- Aim of the task -
Pull every line with the word "like" out of the entries below.
_ _ _ _ _ _ _
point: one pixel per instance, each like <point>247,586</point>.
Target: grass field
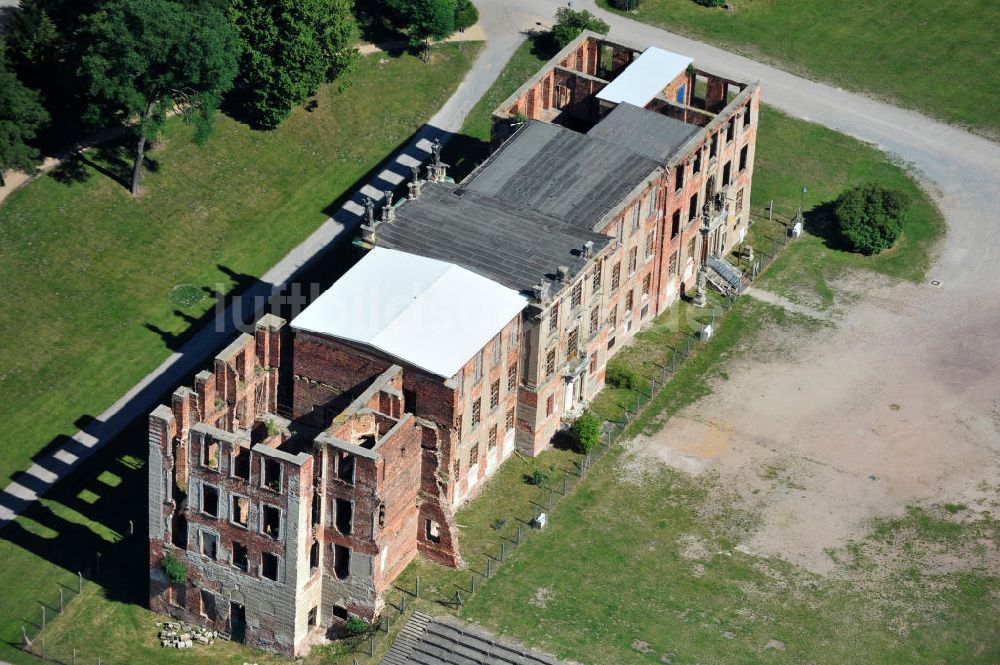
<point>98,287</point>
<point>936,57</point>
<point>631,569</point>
_ _ _ _ _ _ _
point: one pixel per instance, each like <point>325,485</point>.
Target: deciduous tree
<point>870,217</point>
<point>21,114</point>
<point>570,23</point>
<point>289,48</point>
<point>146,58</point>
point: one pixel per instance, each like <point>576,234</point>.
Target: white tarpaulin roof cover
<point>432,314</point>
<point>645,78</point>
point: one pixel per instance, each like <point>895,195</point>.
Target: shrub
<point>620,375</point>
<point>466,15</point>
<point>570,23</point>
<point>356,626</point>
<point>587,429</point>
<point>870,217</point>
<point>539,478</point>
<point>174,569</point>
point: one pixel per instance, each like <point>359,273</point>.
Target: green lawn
_ _ _ _ _ _ _
- Task answer -
point: one pixel per instance, each like <point>247,586</point>.
point: one pixel per instance, each like <point>325,485</point>.
point: one pixel per instance, each like <point>576,234</point>.
point: one pixel per instance, each like <point>895,195</point>.
point: one pixel per instance, each like <point>359,273</point>.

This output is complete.